Written task -> Write out the listing below verbatim, everything from the line containing "the photo below." down through the line containing "Target: sandy construction site", with both of those lines included and nothing beyond them. Leave any pictures out of your copy.

* BEGIN Excerpted records *

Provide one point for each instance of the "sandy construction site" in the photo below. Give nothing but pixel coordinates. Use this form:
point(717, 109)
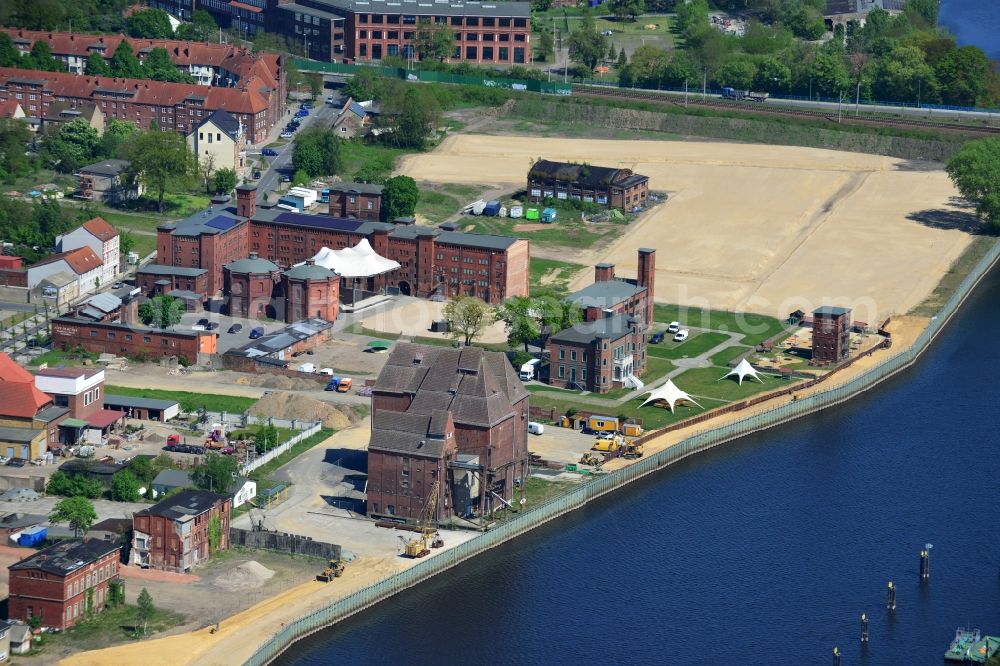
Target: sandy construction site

* END Excerpted records *
* BEGIN Excerpted records *

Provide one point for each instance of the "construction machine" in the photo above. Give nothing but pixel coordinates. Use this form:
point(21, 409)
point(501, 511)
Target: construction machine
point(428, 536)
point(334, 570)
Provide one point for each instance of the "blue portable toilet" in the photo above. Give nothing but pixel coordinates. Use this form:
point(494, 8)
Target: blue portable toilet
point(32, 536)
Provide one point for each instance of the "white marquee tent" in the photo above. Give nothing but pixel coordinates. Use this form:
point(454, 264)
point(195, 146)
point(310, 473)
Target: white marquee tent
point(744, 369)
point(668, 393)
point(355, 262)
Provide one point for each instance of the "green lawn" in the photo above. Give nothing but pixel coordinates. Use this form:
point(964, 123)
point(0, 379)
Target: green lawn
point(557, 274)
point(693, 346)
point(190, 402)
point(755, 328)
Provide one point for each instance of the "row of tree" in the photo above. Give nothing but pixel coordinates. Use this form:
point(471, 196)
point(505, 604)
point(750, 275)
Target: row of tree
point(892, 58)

* END Excerpted records *

Result ->
Provide one point for each instance of the "sandy construction site" in the photo below. Give nothing but pixel coordinates. Use this form:
point(717, 109)
Target: sandy construction site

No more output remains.